EXERCISE PROMPT:
From the listing below, extract the lines word for word, starting at the line that contains "the red running" and stopping after the line that contains "<point>210,328</point>".

--- Begin DATA SUPPLIED ---

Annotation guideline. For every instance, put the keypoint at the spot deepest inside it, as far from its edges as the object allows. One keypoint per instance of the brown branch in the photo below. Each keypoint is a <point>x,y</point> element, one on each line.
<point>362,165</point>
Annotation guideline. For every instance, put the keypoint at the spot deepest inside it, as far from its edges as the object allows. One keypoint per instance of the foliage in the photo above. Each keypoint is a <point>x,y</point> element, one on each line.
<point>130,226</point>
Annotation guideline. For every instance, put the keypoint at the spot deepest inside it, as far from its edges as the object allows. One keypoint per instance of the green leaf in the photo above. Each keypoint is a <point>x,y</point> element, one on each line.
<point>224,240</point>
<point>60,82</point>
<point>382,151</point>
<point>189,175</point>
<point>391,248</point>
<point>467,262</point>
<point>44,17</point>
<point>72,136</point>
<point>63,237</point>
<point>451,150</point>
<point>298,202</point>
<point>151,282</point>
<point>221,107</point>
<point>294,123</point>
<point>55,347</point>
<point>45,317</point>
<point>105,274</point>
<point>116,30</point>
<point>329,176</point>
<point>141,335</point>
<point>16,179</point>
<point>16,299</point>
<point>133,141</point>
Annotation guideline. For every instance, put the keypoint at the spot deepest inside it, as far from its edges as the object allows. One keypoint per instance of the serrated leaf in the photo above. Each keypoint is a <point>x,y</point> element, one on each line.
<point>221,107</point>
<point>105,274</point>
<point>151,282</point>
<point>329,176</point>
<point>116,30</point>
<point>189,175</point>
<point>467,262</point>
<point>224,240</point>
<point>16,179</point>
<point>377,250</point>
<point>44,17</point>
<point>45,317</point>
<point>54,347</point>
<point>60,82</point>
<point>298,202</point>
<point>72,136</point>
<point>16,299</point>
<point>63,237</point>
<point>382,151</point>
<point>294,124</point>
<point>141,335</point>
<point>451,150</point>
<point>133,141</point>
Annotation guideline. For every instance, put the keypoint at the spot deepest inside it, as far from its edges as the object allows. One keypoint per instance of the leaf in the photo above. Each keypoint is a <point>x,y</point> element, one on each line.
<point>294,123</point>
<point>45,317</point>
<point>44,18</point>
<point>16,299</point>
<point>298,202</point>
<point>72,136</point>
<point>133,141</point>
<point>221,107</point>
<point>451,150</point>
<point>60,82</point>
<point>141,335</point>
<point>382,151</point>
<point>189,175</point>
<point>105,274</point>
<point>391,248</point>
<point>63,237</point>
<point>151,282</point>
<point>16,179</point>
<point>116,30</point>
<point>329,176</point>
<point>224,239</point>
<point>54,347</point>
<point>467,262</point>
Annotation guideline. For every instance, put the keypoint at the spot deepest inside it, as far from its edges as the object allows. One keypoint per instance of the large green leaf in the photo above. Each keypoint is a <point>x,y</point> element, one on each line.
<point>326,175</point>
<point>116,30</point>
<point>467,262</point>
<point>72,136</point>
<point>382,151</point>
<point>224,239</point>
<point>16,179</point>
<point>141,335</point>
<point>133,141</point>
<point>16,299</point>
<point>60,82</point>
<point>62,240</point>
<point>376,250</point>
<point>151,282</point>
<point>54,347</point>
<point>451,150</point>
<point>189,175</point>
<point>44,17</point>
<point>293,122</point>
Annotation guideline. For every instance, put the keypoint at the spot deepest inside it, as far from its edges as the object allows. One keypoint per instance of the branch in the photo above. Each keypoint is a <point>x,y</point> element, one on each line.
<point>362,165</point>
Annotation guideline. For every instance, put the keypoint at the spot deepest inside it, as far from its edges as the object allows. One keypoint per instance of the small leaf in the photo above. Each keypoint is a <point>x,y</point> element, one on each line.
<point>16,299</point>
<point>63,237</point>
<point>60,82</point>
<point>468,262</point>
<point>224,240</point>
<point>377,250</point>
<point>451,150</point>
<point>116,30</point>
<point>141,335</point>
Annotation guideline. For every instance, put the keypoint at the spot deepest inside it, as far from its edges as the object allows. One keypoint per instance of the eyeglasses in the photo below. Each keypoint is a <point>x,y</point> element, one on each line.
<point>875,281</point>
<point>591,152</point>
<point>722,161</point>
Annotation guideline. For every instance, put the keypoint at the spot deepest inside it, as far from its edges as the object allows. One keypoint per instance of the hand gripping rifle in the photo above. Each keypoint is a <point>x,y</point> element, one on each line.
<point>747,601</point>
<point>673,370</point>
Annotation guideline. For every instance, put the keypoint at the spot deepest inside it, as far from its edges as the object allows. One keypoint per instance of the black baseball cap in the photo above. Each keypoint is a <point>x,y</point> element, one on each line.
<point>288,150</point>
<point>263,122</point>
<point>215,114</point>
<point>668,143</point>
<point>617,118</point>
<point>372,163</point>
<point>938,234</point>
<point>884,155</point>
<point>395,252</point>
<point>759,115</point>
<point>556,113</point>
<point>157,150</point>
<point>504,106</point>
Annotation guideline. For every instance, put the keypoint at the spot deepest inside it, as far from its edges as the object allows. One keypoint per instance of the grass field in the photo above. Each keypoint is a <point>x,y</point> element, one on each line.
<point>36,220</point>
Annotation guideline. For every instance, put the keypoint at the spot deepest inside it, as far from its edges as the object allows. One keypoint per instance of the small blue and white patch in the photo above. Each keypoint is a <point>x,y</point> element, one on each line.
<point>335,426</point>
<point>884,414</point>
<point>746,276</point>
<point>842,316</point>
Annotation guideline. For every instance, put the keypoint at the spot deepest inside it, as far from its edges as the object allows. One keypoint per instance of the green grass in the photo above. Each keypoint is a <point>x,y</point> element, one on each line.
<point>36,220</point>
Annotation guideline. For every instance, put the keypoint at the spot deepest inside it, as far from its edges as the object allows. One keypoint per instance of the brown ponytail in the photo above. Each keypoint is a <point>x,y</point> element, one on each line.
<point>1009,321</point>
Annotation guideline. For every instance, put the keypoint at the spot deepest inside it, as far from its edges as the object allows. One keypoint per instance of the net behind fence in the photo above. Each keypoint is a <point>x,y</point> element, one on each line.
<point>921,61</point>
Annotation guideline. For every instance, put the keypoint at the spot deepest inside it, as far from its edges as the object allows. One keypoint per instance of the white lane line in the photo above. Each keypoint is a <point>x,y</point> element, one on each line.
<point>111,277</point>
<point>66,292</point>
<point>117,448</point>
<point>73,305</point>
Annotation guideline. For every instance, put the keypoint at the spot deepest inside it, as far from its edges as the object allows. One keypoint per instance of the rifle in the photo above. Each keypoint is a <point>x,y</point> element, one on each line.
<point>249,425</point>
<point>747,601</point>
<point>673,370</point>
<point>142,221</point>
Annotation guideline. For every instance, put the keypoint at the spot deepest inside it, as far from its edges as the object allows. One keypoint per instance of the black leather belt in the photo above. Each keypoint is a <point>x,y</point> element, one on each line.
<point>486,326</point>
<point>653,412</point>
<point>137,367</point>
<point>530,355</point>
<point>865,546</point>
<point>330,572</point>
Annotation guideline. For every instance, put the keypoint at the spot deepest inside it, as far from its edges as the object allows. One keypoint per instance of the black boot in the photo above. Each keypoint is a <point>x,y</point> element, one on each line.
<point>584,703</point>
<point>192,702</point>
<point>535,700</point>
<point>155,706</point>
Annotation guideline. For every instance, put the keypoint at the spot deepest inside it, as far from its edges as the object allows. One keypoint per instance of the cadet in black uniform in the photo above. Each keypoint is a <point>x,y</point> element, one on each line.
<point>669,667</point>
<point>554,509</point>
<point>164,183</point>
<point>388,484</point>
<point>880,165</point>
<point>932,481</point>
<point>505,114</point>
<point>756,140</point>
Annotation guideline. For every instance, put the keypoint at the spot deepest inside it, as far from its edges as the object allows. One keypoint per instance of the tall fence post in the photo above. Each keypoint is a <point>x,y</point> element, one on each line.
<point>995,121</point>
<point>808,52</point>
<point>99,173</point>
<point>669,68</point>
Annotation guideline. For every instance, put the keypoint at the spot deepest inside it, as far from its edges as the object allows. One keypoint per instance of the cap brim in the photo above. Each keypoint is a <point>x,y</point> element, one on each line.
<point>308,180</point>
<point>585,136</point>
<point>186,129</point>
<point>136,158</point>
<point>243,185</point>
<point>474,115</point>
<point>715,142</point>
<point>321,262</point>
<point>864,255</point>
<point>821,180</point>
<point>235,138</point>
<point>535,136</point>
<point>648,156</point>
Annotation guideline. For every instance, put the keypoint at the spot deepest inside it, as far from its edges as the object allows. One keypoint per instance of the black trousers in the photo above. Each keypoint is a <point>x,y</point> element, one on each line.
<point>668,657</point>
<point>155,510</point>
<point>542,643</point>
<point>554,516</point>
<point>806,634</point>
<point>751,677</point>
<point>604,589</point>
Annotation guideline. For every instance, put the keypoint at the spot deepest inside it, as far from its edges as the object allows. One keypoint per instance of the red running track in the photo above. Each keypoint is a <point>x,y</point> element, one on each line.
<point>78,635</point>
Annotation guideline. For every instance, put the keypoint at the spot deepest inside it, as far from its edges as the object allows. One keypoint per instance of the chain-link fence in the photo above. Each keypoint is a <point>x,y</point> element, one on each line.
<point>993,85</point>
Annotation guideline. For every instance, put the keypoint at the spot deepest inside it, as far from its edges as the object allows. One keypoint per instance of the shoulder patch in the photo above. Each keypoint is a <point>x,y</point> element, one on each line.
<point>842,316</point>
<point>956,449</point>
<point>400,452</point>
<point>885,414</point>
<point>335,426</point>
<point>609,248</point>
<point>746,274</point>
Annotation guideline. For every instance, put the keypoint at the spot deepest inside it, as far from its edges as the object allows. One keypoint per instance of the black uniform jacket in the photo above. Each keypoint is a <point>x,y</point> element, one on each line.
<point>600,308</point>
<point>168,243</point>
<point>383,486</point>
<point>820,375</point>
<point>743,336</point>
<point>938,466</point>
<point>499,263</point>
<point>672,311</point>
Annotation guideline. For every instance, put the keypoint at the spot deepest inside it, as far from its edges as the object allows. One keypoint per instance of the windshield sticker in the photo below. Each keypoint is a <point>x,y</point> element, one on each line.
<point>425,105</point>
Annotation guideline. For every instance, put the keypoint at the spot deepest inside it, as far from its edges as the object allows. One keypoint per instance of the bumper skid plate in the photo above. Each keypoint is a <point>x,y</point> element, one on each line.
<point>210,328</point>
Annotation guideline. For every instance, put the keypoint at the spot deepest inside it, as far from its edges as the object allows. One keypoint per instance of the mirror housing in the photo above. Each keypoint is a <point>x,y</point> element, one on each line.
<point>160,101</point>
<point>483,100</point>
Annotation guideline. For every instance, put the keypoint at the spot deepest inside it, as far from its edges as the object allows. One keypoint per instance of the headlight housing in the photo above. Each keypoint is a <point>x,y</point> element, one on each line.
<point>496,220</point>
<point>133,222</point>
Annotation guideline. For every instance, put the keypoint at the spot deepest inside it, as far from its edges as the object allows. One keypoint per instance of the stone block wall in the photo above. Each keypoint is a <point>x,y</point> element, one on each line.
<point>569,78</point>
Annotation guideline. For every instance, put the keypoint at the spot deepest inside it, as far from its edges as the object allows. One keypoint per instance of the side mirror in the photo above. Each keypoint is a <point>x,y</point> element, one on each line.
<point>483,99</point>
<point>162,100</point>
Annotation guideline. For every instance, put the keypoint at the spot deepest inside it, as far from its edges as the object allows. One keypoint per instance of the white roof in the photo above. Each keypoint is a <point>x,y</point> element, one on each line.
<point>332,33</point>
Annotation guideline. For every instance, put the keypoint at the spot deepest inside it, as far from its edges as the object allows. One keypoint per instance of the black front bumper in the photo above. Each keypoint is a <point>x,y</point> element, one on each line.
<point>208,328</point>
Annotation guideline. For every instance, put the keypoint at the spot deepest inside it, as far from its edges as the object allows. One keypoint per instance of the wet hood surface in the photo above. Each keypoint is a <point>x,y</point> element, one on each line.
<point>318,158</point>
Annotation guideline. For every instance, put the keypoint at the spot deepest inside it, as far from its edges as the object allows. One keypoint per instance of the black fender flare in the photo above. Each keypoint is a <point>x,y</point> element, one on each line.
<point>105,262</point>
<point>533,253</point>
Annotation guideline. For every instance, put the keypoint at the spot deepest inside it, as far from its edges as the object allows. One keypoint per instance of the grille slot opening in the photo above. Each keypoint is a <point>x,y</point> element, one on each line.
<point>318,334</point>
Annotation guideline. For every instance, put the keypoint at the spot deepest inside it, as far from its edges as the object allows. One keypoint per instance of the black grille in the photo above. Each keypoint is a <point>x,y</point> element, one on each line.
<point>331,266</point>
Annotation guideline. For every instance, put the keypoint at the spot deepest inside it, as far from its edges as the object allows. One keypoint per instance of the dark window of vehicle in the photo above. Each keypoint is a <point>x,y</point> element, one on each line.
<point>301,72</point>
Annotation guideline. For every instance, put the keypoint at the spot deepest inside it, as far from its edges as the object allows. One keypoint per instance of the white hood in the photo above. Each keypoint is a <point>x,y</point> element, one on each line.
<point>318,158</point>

--- End DATA SUPPLIED ---

WORKED SOLUTION:
Annotation guideline. For every instance, put the keypoint at the spot deepest inside it, as far from its edges as the object allows. One keypoint per instance of the red running track in the photo above. Each keypoint is a <point>x,y</point> element, one on each line.
<point>78,635</point>
Annotation guideline. For every instance, put the keypoint at the spot deepest inside it, as far from its edges as the object allows. One keypoint per instance of the chain-link fence in the photo above. Each keypoint is a <point>x,y</point> element, one on each line.
<point>993,85</point>
Annotation guideline. For every instance, put the keypoint at the spot deepest inside it, as far from its edges as the object allows. One keypoint per instance of the shoulder patch in the photo above. Each keypoint is a <point>x,y</point> element, one on each line.
<point>842,316</point>
<point>956,449</point>
<point>400,452</point>
<point>885,414</point>
<point>335,426</point>
<point>609,248</point>
<point>746,274</point>
Annotation guideline. For every instance, put the keypoint at the spot deepest inside it, as far from its edges as the object allows. One keypoint per instance of the black uniform jacket in the photo above. Each keypoint is a <point>x,y</point> element, one on each line.
<point>600,308</point>
<point>168,243</point>
<point>383,486</point>
<point>820,375</point>
<point>743,336</point>
<point>938,466</point>
<point>499,263</point>
<point>672,311</point>
Annotation guideline. For every instance, put the keypoint at the spot deepest inside it, as far from its edges as the object allows. One keypoint per instance of the windshield sticker in the photo below. Each keypoint is a <point>x,y</point> element, one on each line.
<point>425,105</point>
Annotation guideline. For every instance, put the keypoint at the spot deepest inside it, as far from its edges as the object allows. One keypoint per instance of the bumper skid plate in the photo above. Each keypoint is a <point>x,y</point> element, one on each line.
<point>210,328</point>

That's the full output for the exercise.